◆ Problems to solve:
**A.** Restate the paragraph of the link-checking discussion that begins "Internal links involve a possibly unhealthy degree of magic" in shorter form, keeping its main points.
**B.** Return the passage of the link-checking discussion between "If the ePub" and "the compiled P5.", inclusive.
**C.** According to the link-checking discussion, why was @joeytakeda invited to join the TEI Contributors team for this work? Answer in one to three sentences.

◆ Text for analysis:
Open martindholmes opened 7 years ago
Internal links involve a possibly unhealthy degree of magic in any case (same-document links to other documents, e.g.). We might need to resolve that issue before we can properly do link-checking.
One way to do it might be to check links in the HTML output.
@hcayless suggests that running a ccheck on compiled P5 would be another option
Added @martindholmes in hope he'll be willing to help
I've invited @joeytakeda to join the TEI Contributors team to work with me on this one, because we developed the diagnostics code to do this together.
Actually, doesn't the ePub build essentially do this? (Says he after spending a big chunk of Friday fixing broken links)
If the ePub build were checking everything, then the regular build process would break every time there's a the Guidelines-Link-Check job was failing, but that's not the case. Won't the ePub check only catch things that make it into the English version of the Guidelines?
What we should do is to extract the internal-link-specific checking from here:
https://github.com/projectEndings/diagnostics/blob/master/xsl/diagnostics_master.xsl
and build that into the Test process, running against the compiled P5.

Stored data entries
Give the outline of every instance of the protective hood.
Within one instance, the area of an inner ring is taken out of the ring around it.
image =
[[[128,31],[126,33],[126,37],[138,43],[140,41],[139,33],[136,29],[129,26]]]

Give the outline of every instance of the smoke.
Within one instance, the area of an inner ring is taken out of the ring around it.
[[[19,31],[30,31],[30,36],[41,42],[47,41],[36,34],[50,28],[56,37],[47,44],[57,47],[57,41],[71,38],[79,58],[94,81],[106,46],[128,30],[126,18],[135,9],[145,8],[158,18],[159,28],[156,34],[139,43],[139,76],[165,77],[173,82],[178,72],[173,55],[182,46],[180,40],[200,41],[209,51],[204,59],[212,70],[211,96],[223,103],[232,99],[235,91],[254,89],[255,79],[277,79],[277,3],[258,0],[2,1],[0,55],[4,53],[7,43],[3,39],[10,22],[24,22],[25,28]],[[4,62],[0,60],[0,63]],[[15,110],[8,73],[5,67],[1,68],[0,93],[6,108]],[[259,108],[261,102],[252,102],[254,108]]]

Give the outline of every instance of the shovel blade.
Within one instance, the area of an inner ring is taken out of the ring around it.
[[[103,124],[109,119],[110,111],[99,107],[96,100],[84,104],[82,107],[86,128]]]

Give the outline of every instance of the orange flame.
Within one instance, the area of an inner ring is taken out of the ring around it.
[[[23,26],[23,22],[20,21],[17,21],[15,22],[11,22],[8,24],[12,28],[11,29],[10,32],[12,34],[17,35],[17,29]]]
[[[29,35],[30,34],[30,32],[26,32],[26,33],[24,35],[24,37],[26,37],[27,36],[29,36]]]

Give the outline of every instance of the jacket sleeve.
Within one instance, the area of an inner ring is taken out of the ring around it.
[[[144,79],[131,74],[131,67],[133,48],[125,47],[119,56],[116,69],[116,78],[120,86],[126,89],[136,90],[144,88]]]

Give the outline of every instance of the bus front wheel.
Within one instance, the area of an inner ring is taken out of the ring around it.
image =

◆ Solutions:
**A.** Internal links rely on a possibly unhealthy amount of magic, such as same-document links to other documents, and this may need fixing before link-checking can be done properly.

**B.**
If the ePub build were checking everything, then the regular build process would break every time there's a the Guidelines-Link-Check job was failing, but that's not the case. Won't the ePub check only catch things that make it into the English version of the Guidelines?
What we should do is to extract the internal-link-specific checking from here:
https://github.com/projectEndings/diagnostics/blob/master/xsl/diagnostics_master.xsl
and build that into the Test process, running against the compiled P5.

**C.** @joeytakeda was invited because the two of them had developed the diagnostics code for this task together.